### Text section
2019-11-17
Serde is one of the most popular Rust crates, and deservedly so. If you aren't familiar, Serde describes itself as "a framework for serializing and deserializing Rust data structures efficiently and generically." What is most impressive to me is how robust the Serde data model has proven to be, allowing it to support human readable protocols like JSON and YAML, but also binary formats like Bincode. Its really a bonus that Serde does this while remaining exceptionally performant.
This blog posts dives into how Serde (along with the ecosystem of Serde data formats) is able to pull this off. To limit the scope of this post I am going to focus on Serde serialization to JSON, and skip any discussion of deserialization. If you are interested in deserialization (or a different data format) I believe you will be able to perform a similar analysis yourself after reading this post.
One of the things I like to do when I am first trying to reason about a new library is to think about how I might go about implementing it. Sometimes the method I think up is reasonably close, and other times I miss the mark fundamentally. This was a case of the latter, but I think it is educational to present anyway.

### Recorded data

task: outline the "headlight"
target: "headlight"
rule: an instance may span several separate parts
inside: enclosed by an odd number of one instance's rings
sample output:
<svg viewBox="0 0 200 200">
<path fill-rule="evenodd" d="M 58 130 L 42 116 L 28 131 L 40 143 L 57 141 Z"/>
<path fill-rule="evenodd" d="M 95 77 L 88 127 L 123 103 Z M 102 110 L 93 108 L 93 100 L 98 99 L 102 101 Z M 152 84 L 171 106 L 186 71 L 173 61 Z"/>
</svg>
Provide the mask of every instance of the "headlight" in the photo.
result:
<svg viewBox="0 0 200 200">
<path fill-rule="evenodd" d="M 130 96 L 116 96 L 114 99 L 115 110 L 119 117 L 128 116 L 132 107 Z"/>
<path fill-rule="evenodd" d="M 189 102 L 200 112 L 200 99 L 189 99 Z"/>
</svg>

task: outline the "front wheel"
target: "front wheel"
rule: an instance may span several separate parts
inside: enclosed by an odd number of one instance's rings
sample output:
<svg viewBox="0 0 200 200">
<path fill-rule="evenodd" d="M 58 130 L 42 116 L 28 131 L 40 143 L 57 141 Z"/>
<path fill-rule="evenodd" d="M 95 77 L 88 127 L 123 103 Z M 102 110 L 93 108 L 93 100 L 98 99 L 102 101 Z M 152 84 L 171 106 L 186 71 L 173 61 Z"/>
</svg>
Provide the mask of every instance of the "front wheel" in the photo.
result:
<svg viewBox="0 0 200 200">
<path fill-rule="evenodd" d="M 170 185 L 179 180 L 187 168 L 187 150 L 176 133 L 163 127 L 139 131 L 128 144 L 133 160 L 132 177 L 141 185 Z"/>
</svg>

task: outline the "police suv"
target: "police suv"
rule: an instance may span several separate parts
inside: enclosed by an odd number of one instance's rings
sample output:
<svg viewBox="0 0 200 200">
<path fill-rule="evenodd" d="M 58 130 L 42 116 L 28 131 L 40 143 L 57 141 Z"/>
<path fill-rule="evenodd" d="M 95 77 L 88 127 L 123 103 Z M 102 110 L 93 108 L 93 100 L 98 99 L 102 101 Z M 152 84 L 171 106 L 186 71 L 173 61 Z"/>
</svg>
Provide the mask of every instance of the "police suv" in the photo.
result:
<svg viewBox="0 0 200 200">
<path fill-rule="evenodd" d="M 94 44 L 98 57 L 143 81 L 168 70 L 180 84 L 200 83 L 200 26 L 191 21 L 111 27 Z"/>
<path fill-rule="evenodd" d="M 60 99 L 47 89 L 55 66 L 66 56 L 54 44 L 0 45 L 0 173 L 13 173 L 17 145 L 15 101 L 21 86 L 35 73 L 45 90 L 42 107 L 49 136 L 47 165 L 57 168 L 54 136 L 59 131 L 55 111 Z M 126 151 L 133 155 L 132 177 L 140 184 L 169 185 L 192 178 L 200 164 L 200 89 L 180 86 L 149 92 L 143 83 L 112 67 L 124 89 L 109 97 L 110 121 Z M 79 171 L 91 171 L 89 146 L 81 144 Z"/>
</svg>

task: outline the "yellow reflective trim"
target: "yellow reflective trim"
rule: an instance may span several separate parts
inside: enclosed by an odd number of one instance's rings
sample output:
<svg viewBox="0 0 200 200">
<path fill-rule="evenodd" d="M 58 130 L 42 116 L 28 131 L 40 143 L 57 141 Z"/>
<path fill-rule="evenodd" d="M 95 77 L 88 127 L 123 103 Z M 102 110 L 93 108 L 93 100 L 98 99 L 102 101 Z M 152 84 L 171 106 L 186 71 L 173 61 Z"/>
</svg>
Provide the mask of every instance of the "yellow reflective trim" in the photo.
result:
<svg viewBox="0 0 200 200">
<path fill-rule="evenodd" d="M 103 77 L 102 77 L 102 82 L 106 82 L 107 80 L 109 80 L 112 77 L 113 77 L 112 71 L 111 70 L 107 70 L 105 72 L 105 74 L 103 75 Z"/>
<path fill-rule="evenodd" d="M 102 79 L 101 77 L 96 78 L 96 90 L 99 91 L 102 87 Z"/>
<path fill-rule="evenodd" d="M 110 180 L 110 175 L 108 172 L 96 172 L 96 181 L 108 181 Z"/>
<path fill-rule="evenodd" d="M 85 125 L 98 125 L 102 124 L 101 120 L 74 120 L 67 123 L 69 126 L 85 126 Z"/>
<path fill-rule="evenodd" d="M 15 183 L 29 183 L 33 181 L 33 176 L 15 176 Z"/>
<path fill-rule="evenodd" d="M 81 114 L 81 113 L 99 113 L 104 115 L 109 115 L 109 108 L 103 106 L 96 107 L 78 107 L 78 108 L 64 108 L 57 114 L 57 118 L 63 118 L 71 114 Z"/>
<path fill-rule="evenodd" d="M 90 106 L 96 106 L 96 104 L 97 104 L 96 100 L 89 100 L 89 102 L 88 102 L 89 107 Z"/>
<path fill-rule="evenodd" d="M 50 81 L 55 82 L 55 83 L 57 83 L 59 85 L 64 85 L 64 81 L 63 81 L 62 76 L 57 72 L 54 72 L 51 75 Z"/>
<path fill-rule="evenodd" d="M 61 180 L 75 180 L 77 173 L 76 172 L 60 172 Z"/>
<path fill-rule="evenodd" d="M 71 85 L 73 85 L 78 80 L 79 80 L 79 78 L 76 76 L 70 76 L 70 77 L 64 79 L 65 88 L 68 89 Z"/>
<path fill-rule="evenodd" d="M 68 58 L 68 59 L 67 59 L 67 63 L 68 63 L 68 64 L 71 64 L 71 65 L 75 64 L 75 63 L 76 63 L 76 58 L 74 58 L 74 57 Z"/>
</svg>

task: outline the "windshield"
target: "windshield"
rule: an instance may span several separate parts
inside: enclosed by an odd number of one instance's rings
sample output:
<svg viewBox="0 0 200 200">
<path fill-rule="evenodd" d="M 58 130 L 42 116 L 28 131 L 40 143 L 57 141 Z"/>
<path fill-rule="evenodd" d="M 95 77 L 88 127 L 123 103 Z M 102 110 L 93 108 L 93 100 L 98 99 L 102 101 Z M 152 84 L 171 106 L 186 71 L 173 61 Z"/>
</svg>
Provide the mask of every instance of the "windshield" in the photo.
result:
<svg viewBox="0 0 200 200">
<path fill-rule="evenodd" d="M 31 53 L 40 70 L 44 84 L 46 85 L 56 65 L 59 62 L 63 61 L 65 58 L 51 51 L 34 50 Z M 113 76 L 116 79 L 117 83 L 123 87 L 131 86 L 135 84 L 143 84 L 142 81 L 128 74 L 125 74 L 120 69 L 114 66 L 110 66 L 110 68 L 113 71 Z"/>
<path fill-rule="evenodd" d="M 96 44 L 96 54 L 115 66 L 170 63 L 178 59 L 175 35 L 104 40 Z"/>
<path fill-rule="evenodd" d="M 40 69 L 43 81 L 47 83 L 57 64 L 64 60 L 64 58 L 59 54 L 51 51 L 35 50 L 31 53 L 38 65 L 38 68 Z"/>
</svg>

### Written request 1
In the Serde post, which data format does the author limit the discussion to for serialization?
### Written request 2
From the Serde post, copy the passage from "This blog posts" up to and including "to present anyway.".

### Expected output 1
JSON

### Expected output 2
This blog posts dives into how Serde (along with the ecosystem of Serde data formats) is able to pull this off. To limit the scope of this post I am going to focus on Serde serialization to JSON, and skip any discussion of deserialization. If you are interested in deserialization (or a different data format) I believe you will be able to perform a similar analysis yourself after reading this post.
One of the things I like to do when I am first trying to reason about a new library is to think about how I might go about implementing it. Sometimes the method I think up is reasonably close, and other times I miss the mark fundamentally. This was a case of the latter, but I think it is educational to present anyway.